* begin Quoted passage *
Client Applications Accessing CDC Change Data and Always On
Client applications that use the table-valued functions (TVFs) or linked servers to access change table data also need the ability to locate an appropriate CDC host after failover. The availability group listener name is the mechanism provided by Always On availability groups to transparently allow a connection to be retargeted to a different host. Once an availability group listener name is associated with an availability group, it is available to be used in TCP connection strings. Two different connection scenarios are supported through the availability group listener name.
One ensures that connection requests are always directed to the current primary replica.
One ensures that connection requests are directed to a read-only secondary replica.
If used to locate a read-only secondary replica, a read-only routing list must also be defined for the availability group. For more information about routing access to readable secondaries, see To Configure Availability Replicas for Read-Only Routing.
There is some propagation delay associated with the creation of an availability group listener name and its use by client applications to access an availability group database replica.
Use the following query to determine whether an availability group listener name has been defined for the availability group hosting a CDC database. The query will return the availability group listener name if one has been created.
* end Quoted passage *
* begin Raw data *
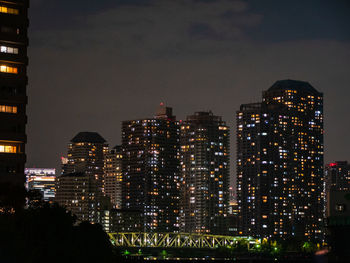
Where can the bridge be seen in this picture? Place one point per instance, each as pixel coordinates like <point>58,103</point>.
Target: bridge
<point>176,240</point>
* end Raw data *
— Exercise 1 —
In the text on CDC and Always On, what must also be defined for the availability group when the listener name is used to locate a read-only secondary replica?
— Exercise 2 —
Condense the paragraph of the text on CDC and Always On that begins "Client applications that use the table-valued functions" into a short bulleted list that keeps its main facts.
— Exercise 3 —
In the text on CDC and Always On, repeat the stretch from "Client Applications Accessing" through "read-only secondary replica.".

— Right answer 1 —
A read-only routing list.

— Right answer 2 —
- Client applications that access change table data through table-valued functions (TVFs) or linked servers must be able to locate an appropriate CDC host after failover.
- Always On availability groups provide the availability group listener name to transparently retarget a connection to a different host.
- Once the listener name is associated with an availability group, it can be used in TCP connection strings.
- The listener name supports two different connection scenarios.

— Right answer 3 —
Client Applications Accessing CDC Change Data and Always On
Client applications that use the table-valued functions (TVFs) or linked servers to access change table data also need the ability to locate an appropriate CDC host after failover. The availability group listener name is the mechanism provided by Always On availability groups to transparently allow a connection to be retargeted to a different host. Once an availability group listener name is associated with an availability group, it is available to be used in TCP connection strings. Two different connection scenarios are supported through the availability group listener name.
One ensures that connection requests are always directed to the current primary replica.
One ensures that connection requests are directed to a read-only secondary replica.